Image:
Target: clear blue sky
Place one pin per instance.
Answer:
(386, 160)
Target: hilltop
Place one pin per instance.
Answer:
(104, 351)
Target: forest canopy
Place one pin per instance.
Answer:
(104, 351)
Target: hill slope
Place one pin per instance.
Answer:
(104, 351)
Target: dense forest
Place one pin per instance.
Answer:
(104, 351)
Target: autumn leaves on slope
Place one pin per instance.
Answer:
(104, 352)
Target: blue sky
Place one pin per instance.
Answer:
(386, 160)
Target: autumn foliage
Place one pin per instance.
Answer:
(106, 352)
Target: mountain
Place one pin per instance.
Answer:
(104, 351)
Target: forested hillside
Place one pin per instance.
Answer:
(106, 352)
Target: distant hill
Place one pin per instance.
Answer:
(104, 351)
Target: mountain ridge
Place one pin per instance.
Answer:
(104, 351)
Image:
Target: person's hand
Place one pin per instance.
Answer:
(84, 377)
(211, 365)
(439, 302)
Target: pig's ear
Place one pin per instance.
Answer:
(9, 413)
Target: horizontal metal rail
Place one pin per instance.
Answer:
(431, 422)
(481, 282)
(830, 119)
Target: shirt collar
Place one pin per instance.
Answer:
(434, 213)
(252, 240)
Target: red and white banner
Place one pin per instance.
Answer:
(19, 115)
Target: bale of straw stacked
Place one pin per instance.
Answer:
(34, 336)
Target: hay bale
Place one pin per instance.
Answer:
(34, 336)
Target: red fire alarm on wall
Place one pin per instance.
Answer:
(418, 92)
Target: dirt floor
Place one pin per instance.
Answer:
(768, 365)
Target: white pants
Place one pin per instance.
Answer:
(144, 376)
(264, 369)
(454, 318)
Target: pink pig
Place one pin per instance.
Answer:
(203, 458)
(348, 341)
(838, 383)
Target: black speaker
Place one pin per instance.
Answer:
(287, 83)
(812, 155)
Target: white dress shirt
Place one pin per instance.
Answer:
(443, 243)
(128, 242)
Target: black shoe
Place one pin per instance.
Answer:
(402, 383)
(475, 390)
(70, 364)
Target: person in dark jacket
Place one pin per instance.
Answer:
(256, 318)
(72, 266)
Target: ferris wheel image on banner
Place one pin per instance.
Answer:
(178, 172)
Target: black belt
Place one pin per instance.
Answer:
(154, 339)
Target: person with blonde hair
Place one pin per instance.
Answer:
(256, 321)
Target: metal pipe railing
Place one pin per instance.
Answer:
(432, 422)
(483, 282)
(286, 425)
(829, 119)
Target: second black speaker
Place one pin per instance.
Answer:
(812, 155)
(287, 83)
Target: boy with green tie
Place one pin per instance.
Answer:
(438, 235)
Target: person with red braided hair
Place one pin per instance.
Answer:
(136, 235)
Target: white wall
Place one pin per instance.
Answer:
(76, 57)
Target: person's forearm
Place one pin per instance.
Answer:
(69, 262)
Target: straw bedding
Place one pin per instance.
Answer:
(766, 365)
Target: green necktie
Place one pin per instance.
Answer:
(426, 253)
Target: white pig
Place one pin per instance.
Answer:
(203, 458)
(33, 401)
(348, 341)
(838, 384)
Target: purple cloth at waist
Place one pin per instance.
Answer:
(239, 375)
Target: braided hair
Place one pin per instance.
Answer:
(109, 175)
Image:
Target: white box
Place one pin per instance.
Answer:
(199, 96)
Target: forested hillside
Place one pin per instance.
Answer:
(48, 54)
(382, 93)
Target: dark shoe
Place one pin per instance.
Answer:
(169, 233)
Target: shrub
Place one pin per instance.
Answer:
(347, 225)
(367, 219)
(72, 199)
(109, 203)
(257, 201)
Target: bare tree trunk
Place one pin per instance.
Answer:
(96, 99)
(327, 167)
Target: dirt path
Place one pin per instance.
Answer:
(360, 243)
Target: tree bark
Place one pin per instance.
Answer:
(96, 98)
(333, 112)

- **TASK OBJECTIVE**: Transcribe all the entries exactly, as they stand.

- **PROBLEM SOLUTION**:
Image:
Target: clear blue sky
Place one pin per instance.
Answer:
(386, 160)
Target: hilltop
Place one pin per instance.
Answer:
(104, 351)
Target: forest canopy
Place one pin per instance.
Answer:
(104, 351)
Target: hill slope
Place one pin per instance.
Answer:
(104, 351)
Target: dense forest
Place one pin per instance.
Answer:
(104, 351)
Target: autumn leaves on slope
Place one pin per instance.
Answer:
(104, 352)
Target: blue sky
Place one pin per instance.
Answer:
(386, 160)
Target: autumn foliage
Place one pin per instance.
Answer:
(106, 352)
Target: mountain
Place one pin per instance.
Answer:
(104, 351)
Target: forested hillside
Place one pin per instance.
Answer:
(106, 352)
Target: distant hill
Place one pin per instance.
Answer:
(104, 351)
Target: mountain ridge
Place one pin per instance.
Answer:
(104, 351)
Image:
Target: person's hand
Place one pin per instance.
Answer:
(84, 377)
(211, 365)
(439, 302)
Target: pig's ear
Place one pin per instance.
Answer:
(9, 413)
Target: horizontal metal rail
Place one pin per instance.
Answer:
(431, 422)
(481, 282)
(830, 119)
Target: shirt collar
Place one pin per instance.
Answer:
(434, 213)
(252, 240)
Target: red and white banner
Place one pin per instance.
Answer:
(19, 115)
Target: bale of straw stacked
Place one pin per instance.
Answer:
(34, 336)
Target: hay bale
Place one pin per instance.
Answer:
(34, 336)
Target: red fire alarm on wall
Place one pin per instance.
Answer:
(418, 92)
Target: dirt floor
Place one pin per instance.
Answer:
(768, 365)
Target: white pants
Place one pin per instance.
Answer:
(144, 376)
(264, 369)
(454, 318)
Target: pink pig
Place one pin per instance.
Answer:
(203, 458)
(348, 341)
(838, 383)
Target: black speaker
Place one pin per instance.
Answer:
(287, 83)
(812, 155)
Target: white dress shirt
Place one pin per instance.
Answer:
(443, 243)
(128, 242)
Target: black shoe
Place one pin per instance.
Answer:
(402, 383)
(475, 390)
(70, 364)
Target: person in dark jacket
Place one pin per instance.
Answer:
(256, 318)
(72, 266)
Target: ferris wheel image on banner
Place one pin per instance.
Answer:
(178, 172)
Target: black belt
Place one pin per instance.
Answer:
(154, 339)
Target: person with blonde hair
Place one pin per instance.
Answer:
(256, 321)
Target: metal pipe railing
Place one pin per instance.
Answer:
(432, 422)
(483, 282)
(286, 425)
(829, 119)
Target: second black speaker
Place one pin per instance.
Answer:
(812, 155)
(287, 83)
Target: boy with green tie
Place one pin per instance.
Answer:
(438, 235)
Target: person with red braided hair
Place one pin per instance.
Answer:
(136, 235)
Target: white wall
Place one pin per instance.
Answer:
(76, 57)
Target: person's forearm
Place one pin per instance.
Answer:
(69, 262)
Target: straw bedding
Place one pin per instance.
Answer:
(766, 365)
Target: green necktie
Place one pin per instance.
Answer:
(426, 253)
Target: white pig
Place one pin per instance.
Answer:
(203, 458)
(33, 401)
(348, 341)
(838, 384)
Target: purple cloth at waist
Place one pin per instance.
Answer:
(239, 375)
Target: braided hair
Place one pin per instance.
Answer:
(109, 175)
Image:
Target: white box
Place one pin per instance.
Answer:
(199, 96)
Target: forested hillside
Place one pin per instance.
Answer:
(48, 54)
(382, 93)
Target: dark shoe
Place one pin per instance.
Answer:
(169, 233)
Target: shrub
Place one pin per instance.
Answer:
(347, 225)
(367, 219)
(72, 199)
(109, 203)
(257, 201)
Target: bare tree trunk
Place one pin per instance.
Answer:
(96, 99)
(327, 167)
Target: dirt path
Place one pin per instance.
Answer:
(360, 243)
Target: tree bark
Place one pin per instance.
Answer:
(96, 98)
(333, 112)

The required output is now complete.